• **Available records**:
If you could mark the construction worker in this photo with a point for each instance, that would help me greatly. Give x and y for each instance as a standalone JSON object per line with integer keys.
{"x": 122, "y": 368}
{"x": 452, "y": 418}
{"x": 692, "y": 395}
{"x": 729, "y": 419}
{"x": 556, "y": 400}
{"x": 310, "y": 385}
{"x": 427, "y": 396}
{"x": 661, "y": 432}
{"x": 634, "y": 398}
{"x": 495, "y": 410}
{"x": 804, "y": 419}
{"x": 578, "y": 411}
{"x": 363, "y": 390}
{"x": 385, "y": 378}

• **Work to be completed**: Copy every line of the records above exactly.

• **Answer area**:
If you could mark the construction worker in this photo with a point for each instance, that would help me greatly. Give x and y for each instance as a standalone JSON object per line with integer keys.
{"x": 122, "y": 368}
{"x": 452, "y": 418}
{"x": 692, "y": 395}
{"x": 729, "y": 419}
{"x": 556, "y": 400}
{"x": 310, "y": 385}
{"x": 427, "y": 396}
{"x": 661, "y": 432}
{"x": 634, "y": 398}
{"x": 495, "y": 410}
{"x": 804, "y": 419}
{"x": 578, "y": 411}
{"x": 363, "y": 390}
{"x": 385, "y": 378}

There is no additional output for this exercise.